** Start **

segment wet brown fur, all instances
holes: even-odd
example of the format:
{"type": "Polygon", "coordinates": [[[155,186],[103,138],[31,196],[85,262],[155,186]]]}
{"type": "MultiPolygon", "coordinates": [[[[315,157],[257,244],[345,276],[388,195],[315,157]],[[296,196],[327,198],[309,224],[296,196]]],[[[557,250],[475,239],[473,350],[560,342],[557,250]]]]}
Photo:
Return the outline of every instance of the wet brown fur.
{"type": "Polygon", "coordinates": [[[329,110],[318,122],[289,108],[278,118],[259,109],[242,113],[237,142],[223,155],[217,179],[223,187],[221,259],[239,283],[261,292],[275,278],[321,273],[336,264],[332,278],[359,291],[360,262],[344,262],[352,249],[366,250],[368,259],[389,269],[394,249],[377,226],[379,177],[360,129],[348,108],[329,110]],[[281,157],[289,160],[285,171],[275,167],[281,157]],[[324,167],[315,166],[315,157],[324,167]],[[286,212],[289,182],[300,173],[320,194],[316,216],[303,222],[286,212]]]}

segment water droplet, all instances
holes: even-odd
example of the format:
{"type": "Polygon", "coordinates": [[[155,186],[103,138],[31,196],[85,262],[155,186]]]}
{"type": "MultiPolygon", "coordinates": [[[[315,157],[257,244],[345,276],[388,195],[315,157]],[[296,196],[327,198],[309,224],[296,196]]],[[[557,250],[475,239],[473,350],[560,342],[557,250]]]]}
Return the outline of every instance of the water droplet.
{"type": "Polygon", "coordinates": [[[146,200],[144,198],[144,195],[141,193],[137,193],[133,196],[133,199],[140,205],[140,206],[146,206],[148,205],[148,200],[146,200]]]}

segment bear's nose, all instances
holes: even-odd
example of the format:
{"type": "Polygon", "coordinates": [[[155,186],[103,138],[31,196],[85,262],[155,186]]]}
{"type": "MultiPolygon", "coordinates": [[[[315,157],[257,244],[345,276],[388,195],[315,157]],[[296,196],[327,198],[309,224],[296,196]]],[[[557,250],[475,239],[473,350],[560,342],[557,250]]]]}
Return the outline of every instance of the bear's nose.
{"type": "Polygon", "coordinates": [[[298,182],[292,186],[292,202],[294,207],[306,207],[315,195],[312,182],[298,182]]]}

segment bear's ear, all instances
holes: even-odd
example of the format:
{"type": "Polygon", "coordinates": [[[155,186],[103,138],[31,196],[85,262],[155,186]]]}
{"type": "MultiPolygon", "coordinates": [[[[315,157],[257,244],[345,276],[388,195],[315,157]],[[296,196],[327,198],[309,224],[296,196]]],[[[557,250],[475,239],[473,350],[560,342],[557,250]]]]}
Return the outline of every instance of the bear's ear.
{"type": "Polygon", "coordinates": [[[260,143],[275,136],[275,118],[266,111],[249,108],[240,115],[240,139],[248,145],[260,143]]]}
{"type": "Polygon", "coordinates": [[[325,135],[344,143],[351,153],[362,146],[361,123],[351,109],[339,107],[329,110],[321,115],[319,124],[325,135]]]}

** End **

Given instruction:
Render everything from the start of the records down through the line containing "Return the outline of every instance of the wet" as a Markdown table with the columns n and Line, one numbered row per line and no rows for blank lines.

Written solution:
| n | Line |
|---|---|
| 1 | segment wet brown fur, all instances |
| 2 | holes: even-odd |
| 3 | example of the format: |
| 4 | {"type": "Polygon", "coordinates": [[[155,186],[103,138],[31,196],[85,262],[155,186]]]} |
| 5 | {"type": "MultiPolygon", "coordinates": [[[[315,157],[257,244],[345,276],[388,195],[315,157]],[[296,196],[327,198],[309,224],[296,196]]],[[[557,250],[475,239],[473,350],[560,342],[557,250]]]]} |
| 6 | Photo: |
| 7 | Return the outline of every instance of the wet brown fur. |